◆ **УСЛОВИЕ ЗАДАНИЯ**
Продолжите текст о первых воспоминаниях детства сразу после его последнего предложения.

8
8
Итак, два первых воспоминания: одно утреннее — просыпаюсь с плачем; другое вечернее — не могу заснуть… Случайно ли, что оба они — на границе дня и ночи, там, где бытие, сплошь и гладко несущееся сквозь время, как бы спотыкается на неровных стыках между явью и сном?
Конечно, не обязательно, чтобы первыми запоминались именно пробуждение или незасыпание. Это вовсе не предмет воспоминания, а его первотолчок: очнуться, прозреть. У меня же так наглядно совпало, что суть воспоминания запечатлелась на тождественном ему предмете: пробудилась память впервые в миг пробуждения, не заснула — в миг незасыпания.
Любое воспоминание включает раздвоение, взгляд на себя со стороны. Днем мы обычно слиты с окружающим миром, ночью погружены в себя. Именно в промежутке между этими двумя состояниями, когда мы не принадлежим полностью ни тому, ни другому, чаще всего возникает отрешенность, невовлеченность. Тогда мы запоминаем и себя, и окружающее: внутреннее, из которого вышли, и внешнее, в которое не успели войти. Воспоминание, по сути своей, это зависание между сном и явью: душа, проснувшись наполовину, оглядывает себя и мир издалека: еще безучастная, но уже начинающая сознавать себя.
Соответственно два рода воспоминаний: резкие, как пробуждение, тягостные, как бессонница, — заполняют все мое детство и даже отрочество. Если вначале они возникали буквально на пересечении ночи и дня, то впоследствии уже не прикреплялись к конкретному времени. Условно их можно разделить на воспоминания «от стыда и страха» и воспоминания «от скуки и тоски». В первых ощутим испуг внезапного пробуждения, выпадения из тьмы на свет; во вторых — тоска неодолимой бессонницы, долгого бездействия во тьме.

[Некоторые записи]
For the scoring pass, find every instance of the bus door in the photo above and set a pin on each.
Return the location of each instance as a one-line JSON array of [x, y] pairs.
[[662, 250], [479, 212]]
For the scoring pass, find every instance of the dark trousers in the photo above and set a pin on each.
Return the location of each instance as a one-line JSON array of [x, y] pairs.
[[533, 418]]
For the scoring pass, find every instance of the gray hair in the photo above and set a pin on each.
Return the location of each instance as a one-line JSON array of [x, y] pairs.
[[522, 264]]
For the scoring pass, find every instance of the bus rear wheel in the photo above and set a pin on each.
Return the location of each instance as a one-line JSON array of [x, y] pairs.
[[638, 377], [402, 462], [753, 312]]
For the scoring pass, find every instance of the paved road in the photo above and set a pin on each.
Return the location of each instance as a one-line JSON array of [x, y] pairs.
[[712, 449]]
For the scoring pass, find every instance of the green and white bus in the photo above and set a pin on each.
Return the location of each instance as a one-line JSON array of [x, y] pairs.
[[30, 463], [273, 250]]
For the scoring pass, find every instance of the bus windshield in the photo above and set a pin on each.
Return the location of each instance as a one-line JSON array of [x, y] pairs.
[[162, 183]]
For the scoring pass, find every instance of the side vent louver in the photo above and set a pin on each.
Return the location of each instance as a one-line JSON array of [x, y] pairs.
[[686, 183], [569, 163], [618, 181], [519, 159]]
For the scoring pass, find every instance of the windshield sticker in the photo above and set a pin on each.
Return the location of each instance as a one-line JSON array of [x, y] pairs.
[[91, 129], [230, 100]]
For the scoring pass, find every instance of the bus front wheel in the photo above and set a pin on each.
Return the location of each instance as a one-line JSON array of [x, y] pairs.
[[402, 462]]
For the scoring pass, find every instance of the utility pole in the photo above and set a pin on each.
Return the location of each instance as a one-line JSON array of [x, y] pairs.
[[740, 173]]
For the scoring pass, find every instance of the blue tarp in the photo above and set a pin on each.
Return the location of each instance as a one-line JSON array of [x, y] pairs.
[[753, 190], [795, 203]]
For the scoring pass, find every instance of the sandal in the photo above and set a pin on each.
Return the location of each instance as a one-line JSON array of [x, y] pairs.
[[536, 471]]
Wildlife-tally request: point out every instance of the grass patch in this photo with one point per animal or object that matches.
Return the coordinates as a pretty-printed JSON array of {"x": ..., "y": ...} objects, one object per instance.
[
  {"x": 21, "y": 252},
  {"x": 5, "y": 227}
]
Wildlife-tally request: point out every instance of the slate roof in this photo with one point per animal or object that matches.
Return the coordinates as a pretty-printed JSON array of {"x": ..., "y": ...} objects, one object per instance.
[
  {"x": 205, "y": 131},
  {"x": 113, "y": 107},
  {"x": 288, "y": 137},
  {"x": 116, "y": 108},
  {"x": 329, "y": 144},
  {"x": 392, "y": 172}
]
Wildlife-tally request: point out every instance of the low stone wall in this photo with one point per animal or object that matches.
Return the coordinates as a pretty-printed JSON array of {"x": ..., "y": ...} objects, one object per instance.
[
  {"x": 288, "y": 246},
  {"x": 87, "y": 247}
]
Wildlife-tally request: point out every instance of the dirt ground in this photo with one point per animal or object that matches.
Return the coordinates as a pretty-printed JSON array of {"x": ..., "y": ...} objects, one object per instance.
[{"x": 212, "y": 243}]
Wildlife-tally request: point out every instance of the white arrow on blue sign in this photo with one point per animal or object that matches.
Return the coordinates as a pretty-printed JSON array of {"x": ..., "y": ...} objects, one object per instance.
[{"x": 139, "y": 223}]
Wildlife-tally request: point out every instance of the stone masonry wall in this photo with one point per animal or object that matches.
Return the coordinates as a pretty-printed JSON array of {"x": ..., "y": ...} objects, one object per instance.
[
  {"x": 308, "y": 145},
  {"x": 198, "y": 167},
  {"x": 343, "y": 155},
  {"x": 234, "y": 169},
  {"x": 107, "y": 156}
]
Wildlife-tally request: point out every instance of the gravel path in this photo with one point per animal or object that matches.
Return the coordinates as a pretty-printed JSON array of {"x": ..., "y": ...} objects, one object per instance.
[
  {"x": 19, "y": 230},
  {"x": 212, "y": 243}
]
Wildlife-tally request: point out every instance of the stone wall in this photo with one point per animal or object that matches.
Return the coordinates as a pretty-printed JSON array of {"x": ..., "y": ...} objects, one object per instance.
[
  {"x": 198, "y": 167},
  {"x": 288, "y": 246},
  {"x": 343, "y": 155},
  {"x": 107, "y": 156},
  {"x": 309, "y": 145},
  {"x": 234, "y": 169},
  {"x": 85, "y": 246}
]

◆ **ОТВЕТ НА ЗАДАНИЕ**
Яснее всего мне запомнились в детстве моменты, когда действительность казалась удручающе однообразной, когда я оставался один, среди неподвижных вещей, и ничто вокруг не менялось. Тогда, равнодушный к миру, я мог объективно созерцать его — таким, бесконечно скучным, не дающим увлечься и забыться, он мне и запомнился. Вот, например, в пасмурный зимний день я гуляю один во дворе и от нечего делать втыкаю палку в сугроб — десять, сто, тысячу раз я поразил его насмерть, тоскуя от бедности своей затеи, зато запомнил навсегда.
Иногда же, наоборот, я вел себя резко, вызывающе, вразрез с привычным порядком. И моменты, когда я бывал застигнут врасплох, за недозволенным занятием, тоже запомнились — я как бы видел со стороны свою самость, выпавшую из тьмы на свет, и стыдился ее. Я помню, как на даче подглядывал за игрой взрослых в карты, за их вечерним застольем, затаивался возле дверной щелки или под окном… Даже если я не бывал захвачен на месте преступления, все равно, подглядывая за другими, я подглядывал как бы за самим собой, видел себя их глазами и корежился от стыда.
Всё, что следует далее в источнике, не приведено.